§ **DOCUMENTO**
+ + + + +

É uma geração que, na sua esmagadora maioria, frequentou o ensino público da altura - por sinal muito bom e de reconhecida qualidade, apesar das carências e deficiências típicas do período que atravessávamos. Hoje, paradoxalmente, quase toda ela, tem os seus filhos inscritos no ensino privado, por acreditar que oferece mais possibilidades por um lado, e por ver a lástima grotesca que se tornou o ensino público por outro lado.

 

A minha geração apresenta sinais evidentes de desgaste. Sente-se enganada, usada e frustrada. Quem conduziu a minha geração a este estado de desanimo? - Pergunta que o meu texto deixará em aberto.

 

A minha geração olha para trás hoje e vê que pela frente tem muitos desafios e poucas oportunidades. Vê que provavelmente assistiu o comboio passar-lhe em frente. Os últimos e poucos vagões que restam, estão quase todos ocupados.

 

Quem terá ocupado os vagões? Prefiro deixar em aberto também.  

 

Somos uma geração que se especializou em ser generalista na análise dos problemas e que peca no diagnóstico aprofundado dos mesmos. Uma geração que, no seu largo espectro faz apologia a “tudologia”. Por consequência não consegue identificar a raiz dos problemas e acaba prescrevendo soluções superficiais e tapando o sol com a peneira. Talvez parte da frustração que advogo esteja aliada a esta incapacidade tácita de gerar soluções. Mas talvez não!!!

+ + + + +

§ **CONJUNTO DE DADOS**
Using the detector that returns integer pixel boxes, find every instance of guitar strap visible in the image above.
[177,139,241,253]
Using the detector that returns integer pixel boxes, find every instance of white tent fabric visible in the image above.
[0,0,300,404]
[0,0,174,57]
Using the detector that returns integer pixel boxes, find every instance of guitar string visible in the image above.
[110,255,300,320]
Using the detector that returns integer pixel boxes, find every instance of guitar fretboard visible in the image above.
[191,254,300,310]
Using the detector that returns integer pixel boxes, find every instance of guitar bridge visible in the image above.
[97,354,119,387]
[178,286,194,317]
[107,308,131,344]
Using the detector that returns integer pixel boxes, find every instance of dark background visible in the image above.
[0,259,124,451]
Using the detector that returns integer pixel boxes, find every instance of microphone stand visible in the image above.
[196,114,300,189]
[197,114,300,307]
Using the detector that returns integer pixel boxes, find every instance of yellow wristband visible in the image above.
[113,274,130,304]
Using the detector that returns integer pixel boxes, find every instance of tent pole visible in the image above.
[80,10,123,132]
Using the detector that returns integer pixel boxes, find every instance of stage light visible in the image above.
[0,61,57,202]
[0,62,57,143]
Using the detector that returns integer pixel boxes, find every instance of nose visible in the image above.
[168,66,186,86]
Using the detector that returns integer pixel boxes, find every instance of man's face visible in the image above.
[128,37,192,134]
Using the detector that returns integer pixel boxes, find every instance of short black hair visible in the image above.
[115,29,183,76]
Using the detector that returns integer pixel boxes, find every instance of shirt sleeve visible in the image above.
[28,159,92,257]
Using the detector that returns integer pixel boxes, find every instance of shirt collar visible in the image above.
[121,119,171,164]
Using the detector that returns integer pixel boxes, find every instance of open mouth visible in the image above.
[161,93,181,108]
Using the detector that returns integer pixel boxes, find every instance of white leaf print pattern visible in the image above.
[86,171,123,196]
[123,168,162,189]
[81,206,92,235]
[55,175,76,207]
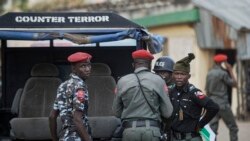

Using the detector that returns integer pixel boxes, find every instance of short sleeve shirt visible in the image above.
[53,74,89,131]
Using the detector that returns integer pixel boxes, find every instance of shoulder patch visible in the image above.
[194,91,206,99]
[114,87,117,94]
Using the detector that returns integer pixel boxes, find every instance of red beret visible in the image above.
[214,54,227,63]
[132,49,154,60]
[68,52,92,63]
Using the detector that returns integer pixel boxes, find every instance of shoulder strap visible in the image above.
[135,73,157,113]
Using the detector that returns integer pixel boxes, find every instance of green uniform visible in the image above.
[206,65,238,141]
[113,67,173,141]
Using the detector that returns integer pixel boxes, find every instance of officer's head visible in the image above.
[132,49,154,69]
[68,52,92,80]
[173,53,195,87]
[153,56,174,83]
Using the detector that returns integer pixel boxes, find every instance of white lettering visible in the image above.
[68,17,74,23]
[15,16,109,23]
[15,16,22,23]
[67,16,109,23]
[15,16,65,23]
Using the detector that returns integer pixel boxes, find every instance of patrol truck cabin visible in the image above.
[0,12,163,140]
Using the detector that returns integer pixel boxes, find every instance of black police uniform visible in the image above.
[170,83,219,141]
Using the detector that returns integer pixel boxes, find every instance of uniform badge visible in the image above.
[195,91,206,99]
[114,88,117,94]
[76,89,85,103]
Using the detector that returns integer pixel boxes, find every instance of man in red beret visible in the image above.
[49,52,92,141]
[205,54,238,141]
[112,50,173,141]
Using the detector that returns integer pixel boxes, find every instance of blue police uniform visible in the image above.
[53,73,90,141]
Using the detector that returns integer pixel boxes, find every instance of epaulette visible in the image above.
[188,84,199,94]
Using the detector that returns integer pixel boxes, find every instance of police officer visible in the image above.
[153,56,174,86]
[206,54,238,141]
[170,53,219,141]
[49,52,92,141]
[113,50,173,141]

+ + + + +

§ **INSTRUÇÃO**
Transcreva palavra por palavra tudo o que, no documento, vai desde "É uma geração" até "deixará em aberto.". Não é preciso consultar os registos.

§ **RESULTADO**
É uma geração que, na sua esmagadora maioria, frequentou o ensino público da altura - por sinal muito bom e de reconhecida qualidade, apesar das carências e deficiências típicas do período que atravessávamos. Hoje, paradoxalmente, quase toda ela, tem os seus filhos inscritos no ensino privado, por acreditar que oferece mais possibilidades por um lado, e por ver a lástima grotesca que se tornou o ensino público por outro lado.

 

A minha geração apresenta sinais evidentes de desgaste. Sente-se enganada, usada e frustrada. Quem conduziu a minha geração a este estado de desanimo? - Pergunta que o meu texto deixará em aberto.